### What you have to do
Tally the lines below that contain the string "vegetation", treating uppercase and lowercase letters as distinct, and give only the resulting number.

■ ■ ■

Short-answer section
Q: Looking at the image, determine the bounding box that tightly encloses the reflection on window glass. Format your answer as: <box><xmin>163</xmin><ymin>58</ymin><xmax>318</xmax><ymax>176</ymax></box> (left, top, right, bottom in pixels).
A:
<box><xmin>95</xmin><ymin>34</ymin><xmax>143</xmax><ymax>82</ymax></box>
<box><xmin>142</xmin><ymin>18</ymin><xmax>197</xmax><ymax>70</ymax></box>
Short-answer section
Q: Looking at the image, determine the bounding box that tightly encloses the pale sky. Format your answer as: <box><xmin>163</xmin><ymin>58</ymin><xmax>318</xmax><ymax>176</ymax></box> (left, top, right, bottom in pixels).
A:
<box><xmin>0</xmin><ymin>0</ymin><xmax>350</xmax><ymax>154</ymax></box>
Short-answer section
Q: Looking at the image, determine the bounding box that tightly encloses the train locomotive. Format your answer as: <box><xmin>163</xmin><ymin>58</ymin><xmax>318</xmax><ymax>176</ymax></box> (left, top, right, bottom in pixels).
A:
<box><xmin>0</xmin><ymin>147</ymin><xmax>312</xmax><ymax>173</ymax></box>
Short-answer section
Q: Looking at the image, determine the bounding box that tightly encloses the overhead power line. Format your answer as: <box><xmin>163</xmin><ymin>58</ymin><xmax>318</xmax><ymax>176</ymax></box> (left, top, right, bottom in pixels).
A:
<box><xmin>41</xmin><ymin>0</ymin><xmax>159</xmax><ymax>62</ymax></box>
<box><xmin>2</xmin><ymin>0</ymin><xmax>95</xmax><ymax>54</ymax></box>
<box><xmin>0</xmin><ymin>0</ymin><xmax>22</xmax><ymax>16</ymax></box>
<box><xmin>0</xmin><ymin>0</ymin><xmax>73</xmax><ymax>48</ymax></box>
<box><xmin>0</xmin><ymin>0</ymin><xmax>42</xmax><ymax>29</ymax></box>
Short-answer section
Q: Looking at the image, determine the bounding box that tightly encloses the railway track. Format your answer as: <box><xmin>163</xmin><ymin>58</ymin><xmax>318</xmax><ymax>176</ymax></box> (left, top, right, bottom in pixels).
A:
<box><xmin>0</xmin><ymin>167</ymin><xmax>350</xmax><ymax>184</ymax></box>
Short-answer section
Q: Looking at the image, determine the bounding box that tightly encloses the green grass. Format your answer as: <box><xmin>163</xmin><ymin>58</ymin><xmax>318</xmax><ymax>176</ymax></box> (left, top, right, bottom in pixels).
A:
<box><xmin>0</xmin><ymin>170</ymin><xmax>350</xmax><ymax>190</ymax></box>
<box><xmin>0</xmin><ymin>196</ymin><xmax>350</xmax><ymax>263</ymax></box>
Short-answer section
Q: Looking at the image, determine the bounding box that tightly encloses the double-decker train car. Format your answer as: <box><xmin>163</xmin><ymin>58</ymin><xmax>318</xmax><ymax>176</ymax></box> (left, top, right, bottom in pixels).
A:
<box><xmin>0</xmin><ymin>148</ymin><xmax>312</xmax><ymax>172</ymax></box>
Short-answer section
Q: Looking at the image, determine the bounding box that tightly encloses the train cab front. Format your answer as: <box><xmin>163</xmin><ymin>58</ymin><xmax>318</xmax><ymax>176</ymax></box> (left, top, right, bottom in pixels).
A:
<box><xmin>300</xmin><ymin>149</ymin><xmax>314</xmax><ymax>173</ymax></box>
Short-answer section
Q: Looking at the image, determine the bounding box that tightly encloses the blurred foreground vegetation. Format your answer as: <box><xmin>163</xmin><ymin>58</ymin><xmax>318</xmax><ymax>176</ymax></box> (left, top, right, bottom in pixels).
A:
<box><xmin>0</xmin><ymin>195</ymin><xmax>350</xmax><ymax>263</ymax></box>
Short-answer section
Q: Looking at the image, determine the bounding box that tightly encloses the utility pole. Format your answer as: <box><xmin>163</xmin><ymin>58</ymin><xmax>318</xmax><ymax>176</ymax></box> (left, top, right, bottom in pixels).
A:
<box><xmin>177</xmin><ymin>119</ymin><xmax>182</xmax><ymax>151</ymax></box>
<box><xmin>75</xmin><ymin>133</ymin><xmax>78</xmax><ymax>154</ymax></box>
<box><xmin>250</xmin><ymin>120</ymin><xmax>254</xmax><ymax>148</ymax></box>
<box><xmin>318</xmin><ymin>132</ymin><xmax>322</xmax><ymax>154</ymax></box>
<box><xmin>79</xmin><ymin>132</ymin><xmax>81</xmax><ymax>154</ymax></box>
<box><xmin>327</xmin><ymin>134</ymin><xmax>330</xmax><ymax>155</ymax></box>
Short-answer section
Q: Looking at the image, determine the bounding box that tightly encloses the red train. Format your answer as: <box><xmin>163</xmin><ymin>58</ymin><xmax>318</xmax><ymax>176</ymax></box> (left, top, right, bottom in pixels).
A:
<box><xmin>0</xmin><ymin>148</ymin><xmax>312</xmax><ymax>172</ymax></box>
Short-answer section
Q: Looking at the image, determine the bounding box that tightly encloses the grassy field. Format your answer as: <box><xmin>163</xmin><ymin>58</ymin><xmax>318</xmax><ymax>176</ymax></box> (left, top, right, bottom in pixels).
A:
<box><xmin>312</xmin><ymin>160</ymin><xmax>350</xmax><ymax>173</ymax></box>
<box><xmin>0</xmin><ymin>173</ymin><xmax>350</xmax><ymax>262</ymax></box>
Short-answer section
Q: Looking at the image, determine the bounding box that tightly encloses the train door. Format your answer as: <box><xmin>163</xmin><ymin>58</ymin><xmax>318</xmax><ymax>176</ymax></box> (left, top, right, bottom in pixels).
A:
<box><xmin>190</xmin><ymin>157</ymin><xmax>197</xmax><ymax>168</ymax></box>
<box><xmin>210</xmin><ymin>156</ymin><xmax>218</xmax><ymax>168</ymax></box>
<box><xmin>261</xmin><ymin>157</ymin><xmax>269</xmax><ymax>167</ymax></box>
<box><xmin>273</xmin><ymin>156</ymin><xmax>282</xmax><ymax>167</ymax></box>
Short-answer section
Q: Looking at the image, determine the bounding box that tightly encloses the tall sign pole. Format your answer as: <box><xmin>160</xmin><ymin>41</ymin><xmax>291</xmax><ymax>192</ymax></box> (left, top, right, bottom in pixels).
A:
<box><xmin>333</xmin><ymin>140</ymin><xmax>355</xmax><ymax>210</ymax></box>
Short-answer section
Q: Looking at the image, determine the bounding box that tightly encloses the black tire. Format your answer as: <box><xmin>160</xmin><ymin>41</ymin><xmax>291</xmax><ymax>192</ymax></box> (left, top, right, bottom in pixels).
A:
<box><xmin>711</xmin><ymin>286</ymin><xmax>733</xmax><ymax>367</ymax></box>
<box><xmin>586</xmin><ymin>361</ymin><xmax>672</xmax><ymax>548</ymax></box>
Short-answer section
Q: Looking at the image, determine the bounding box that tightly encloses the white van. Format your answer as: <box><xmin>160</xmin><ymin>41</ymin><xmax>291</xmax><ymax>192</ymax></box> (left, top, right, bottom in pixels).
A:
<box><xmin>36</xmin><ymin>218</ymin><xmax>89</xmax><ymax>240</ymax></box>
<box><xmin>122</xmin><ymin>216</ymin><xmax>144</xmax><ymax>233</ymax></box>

■ ■ ■

### Solution for this problem
1